» **WRITTEN REQUEST**: Write out the whole listing, matching it exactly.

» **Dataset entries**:
↓↓↓
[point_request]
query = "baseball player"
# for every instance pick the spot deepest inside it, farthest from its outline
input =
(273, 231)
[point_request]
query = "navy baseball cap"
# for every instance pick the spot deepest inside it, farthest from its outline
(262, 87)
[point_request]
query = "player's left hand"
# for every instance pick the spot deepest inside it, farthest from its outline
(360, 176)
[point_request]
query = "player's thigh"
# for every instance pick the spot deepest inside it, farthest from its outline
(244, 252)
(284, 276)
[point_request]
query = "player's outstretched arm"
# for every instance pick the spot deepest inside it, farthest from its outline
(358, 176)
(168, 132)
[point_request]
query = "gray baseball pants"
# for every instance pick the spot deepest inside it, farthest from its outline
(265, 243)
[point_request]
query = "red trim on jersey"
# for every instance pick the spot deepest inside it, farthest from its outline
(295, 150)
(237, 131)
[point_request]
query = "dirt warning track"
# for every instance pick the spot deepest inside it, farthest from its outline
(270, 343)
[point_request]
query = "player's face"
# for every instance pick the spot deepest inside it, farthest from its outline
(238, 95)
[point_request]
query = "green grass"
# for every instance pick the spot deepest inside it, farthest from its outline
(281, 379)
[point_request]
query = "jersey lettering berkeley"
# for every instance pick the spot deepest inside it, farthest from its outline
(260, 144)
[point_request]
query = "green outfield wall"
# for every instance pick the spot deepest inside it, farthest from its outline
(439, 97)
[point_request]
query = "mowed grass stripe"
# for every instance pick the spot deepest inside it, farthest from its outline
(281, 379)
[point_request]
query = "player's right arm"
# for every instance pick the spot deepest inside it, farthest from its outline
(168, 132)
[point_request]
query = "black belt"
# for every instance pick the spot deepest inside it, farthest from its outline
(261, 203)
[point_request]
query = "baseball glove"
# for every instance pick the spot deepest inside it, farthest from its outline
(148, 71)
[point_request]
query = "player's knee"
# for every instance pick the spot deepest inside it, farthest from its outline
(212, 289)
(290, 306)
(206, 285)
↑↑↑
» **RESPONSE**:
[point_request]
query = "baseball player"
# for every instance pick the spot deepest inside it, farthest from its outline
input =
(273, 231)
[point_request]
query = "navy baseball cap"
# for every instance pick the spot deepest inside it, farthest from its outline
(262, 87)
[point_request]
query = "player's left hand"
# for every instance pick the spot deepest inside it, farthest from its outline
(360, 176)
[point_request]
query = "player's thigh"
# for every instance pick the spot deepest inside it, farthest from its outline
(244, 252)
(284, 276)
[point_request]
query = "player's outstretched arm"
# for every instance pick the spot deepest inside it, farthest from its outline
(358, 176)
(168, 132)
[point_request]
query = "gray baseball pants"
# for every instance pick the spot deepest inside it, farthest from its outline
(265, 243)
[point_request]
query = "red trim on jersey"
# for every instance pick the spot deepest inside it, farthest from its outline
(295, 150)
(237, 131)
[point_request]
query = "dirt warning track"
# for every instance pick the spot deepest inside it, farthest from its outline
(270, 343)
[point_request]
query = "player's face"
# for every instance pick the spot deepest inside it, farthest from its outline
(238, 95)
[point_request]
query = "green grass"
# for every instance pick the spot deepest inside it, farthest from its outline
(281, 379)
[point_request]
query = "jersey lettering berkeley"
# for every instance pick the spot deepest inside it, farthest from its outline
(260, 144)
[point_request]
query = "green outfield wall"
# for every instance pick the spot deepest inside it, farthest from its outline
(439, 97)
[point_request]
query = "mowed grass stripe"
# for every instance pick the spot deepest inside it, farthest from its outline
(281, 379)
[point_request]
query = "player's right arm"
# for every instance pick the spot deepest inside it, farthest from its outline
(168, 132)
[point_request]
query = "black belt"
# for every instance pick the spot deepest inside it, farthest from its outline
(261, 203)
[point_request]
query = "baseball glove"
# for every instance pick the spot deepest inside it, farthest from its outline
(148, 71)
[point_request]
query = "player's knee"
# for every instance pick the spot deepest inside it, farthest from its outline
(212, 289)
(290, 306)
(206, 285)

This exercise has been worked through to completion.